Collected data:
---*---

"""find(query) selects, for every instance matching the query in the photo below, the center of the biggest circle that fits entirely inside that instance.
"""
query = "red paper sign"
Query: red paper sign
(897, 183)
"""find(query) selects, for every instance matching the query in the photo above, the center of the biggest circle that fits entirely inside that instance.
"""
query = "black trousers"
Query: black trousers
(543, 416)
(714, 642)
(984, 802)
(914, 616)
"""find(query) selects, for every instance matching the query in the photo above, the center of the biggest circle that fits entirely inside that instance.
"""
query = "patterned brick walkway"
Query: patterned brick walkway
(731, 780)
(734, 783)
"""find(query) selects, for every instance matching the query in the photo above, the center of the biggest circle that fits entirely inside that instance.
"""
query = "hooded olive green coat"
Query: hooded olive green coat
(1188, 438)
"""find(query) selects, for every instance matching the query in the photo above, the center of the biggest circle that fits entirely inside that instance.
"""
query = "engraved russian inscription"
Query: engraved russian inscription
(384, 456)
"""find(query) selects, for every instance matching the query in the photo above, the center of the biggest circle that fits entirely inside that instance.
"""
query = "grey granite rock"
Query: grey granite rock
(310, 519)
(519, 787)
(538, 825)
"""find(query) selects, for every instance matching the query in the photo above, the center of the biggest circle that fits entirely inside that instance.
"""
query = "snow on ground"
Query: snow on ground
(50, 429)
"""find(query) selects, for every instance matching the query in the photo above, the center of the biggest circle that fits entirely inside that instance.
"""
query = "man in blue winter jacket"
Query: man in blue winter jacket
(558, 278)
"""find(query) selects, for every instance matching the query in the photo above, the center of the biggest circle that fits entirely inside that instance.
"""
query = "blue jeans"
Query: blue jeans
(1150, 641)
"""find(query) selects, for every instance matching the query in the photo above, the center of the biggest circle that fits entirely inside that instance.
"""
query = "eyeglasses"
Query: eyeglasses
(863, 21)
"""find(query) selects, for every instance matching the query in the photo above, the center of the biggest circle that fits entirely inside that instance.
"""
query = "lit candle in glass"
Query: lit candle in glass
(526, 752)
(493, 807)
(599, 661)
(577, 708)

---*---

◆ **Try it**:
Restate all of the entries exactly, please.

◆ **Task answer**:
"""find(query) selects, for every instance matching the query in the photo below, the center of the biggest circle that fits entirely inside that instance.
"""
query = "red paper sign"
Query: red paper sign
(897, 183)
"""find(query) selects, for every instance matching the query in the photo above, the center of the biggest circle that fits entirely inside that instance.
"""
query = "black trousers"
Query: black trousers
(543, 416)
(714, 642)
(984, 802)
(914, 616)
"""find(query) selects, for every instance matching the query in the photo above, the center of the biggest circle that fits entirely inside that instance.
"""
query = "patterned brick walkway"
Query: patterned brick walkway
(731, 780)
(734, 783)
"""find(query) selects, for every instance matching the query in the photo above, the center of the biggest circle that fits entirely inside that instance.
"""
query = "hooded olive green coat"
Query: hooded olive green coat
(1188, 438)
"""find(query) selects, for every instance matching the query in the photo above, the center of the biggest circle that fits entirely inside that instance.
"""
query = "engraved russian inscription"
Query: engraved russian inscription
(384, 456)
"""find(query) selects, for every instance matching the query in the photo above, the center of the biggest circle that fits entirely inside that instance.
"""
query = "grey granite rock"
Query: grey granite rock
(310, 519)
(519, 787)
(538, 825)
"""find(query) selects, for every instance matching the query in the photo above, the center of the biggest circle that fits entirely inside that instance.
"""
query = "snow on ground"
Query: snow on ground
(50, 429)
"""find(query) selects, for every instance matching the query in the photo above, the center of the biggest circle that fits entirely inside that instance.
"""
query = "man in blue winter jacket"
Query: man in blue winter jacket
(558, 278)
"""find(query) selects, for every instance matching the query in the photo above, the center of the biggest circle that fits entirely inside that instance.
"""
query = "blue jeans"
Query: blue jeans
(1150, 641)
"""find(query) selects, for every instance matching the query in the photo above, the center of the biggest circle that fits entirely inside that instance.
"""
query = "eyeglasses"
Query: eyeglasses
(863, 21)
"""find(query) selects, for every instance matching the query in the photo above, the center of the biggest circle that fits entirely inside that instance.
"""
query = "lit candle in glass"
Query: lit candle in glass
(526, 752)
(493, 807)
(599, 661)
(577, 708)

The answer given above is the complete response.